_Excerpt_
⁂

To raise the issue of profit-based warmongering in this crowd — to suggest that maybe, just maybe, the Bush administration, a group of men and women lousy with conflicts of interest and oil-industry money, was engaged in a duplicitous grab for resources, strategic position and an illegal expansion of military power, ambitions consistent with the plan laid out in a widely circulated September 2000 manifesto by the Project for a New American Century — well, that would have sounded like a conspiracy theory. The closest anyone came was Italian journalist Frederico Rampini, who accused the U.S. government of “ripping off the American taxpayer” in its rebuilding and redevelopment efforts in Iraq. “I don’t see a U.S. media campaign on this issue,” he remarked. “Even in Italy, the champion of conflicts of interest, this would be on the front page for weeks.” Not even Rampini, however, suggested that this ripping off was on Rumsfeld’s mind on September 12, 2001, when the defense secretary advised his colleagues that there were no good targets in Afghanistan but plenty in Iraq. That would have been simplistic.


It would also have been too great a challenge to what Massing and Mark Danner, in a lunch-hour conversation with an audience of journalists, called the news media’s “master narrative” — in this case, the idea that the U.S. goes to war to liberate, not to plunder. But after all the Bush administration’s stated reasons for going to war have been dismantled and replaced with nothing but shrugs, greed is the last explanation left standing — except, of course, for the one about Hussein and 9/11. No one should be surprised when the American public, desperate for a story, patches together innuendo and insinuation and makes up its own. We weren’t going to war over nothing, were we? So Hussein must have done something against us. If he didn’t, we’re being governed by criminals. And that can’t possibly be true.

⁂

[Stored data]
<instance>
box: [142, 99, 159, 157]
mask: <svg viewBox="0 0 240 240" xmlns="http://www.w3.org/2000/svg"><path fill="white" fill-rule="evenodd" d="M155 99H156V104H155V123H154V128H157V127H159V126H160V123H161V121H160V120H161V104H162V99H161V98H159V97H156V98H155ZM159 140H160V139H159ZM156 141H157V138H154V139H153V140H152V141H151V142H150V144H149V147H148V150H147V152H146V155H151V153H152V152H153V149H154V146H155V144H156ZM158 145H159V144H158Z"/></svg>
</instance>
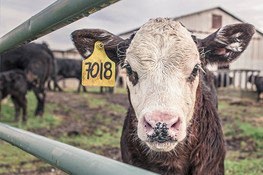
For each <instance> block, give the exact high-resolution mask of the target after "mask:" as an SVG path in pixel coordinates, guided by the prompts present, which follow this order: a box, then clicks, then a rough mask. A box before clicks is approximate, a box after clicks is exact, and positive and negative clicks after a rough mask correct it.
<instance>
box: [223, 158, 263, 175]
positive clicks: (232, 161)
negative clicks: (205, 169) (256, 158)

⁂

_Required action 1_
Write out the portion of the Iraq war excerpt between "It would also" and "possibly be true.", inclusive.
_Required action 2_
Condense the paragraph of the Iraq war excerpt that opens "It would also have been too great a challenge" into a short bulleted list that keeps its main points.

_Task result 1_
It would also have been too great a challenge to what Massing and Mark Danner, in a lunch-hour conversation with an audience of journalists, called the news media’s “master narrative” — in this case, the idea that the U.S. goes to war to liberate, not to plunder. But after all the Bush administration’s stated reasons for going to war have been dismantled and replaced with nothing but shrugs, greed is the last explanation left standing — except, of course, for the one about Hussein and 9/11. No one should be surprised when the American public, desperate for a story, patches together innuendo and insinuation and makes up its own. We weren’t going to war over nothing, were we? So Hussein must have done something against us. If he didn’t, we’re being governed by criminals. And that can’t possibly be true.

_Task result 2_
- Raising profit as a motive would also have challenged what Massing and Mark Danner, speaking to journalists over lunch, called the news media's "master narrative": that the U.S. goes to war to liberate, not to plunder.
- All of the Bush administration's stated reasons for the war have been dismantled, leaving greed as the last explanation, apart from the one tying Hussein to 9/11.
- The American public, desperate for a story, pieces one together from innuendo. The war can't have been over nothing, so Hussein must have done something. Otherwise the country is governed by criminals, and that can't be true.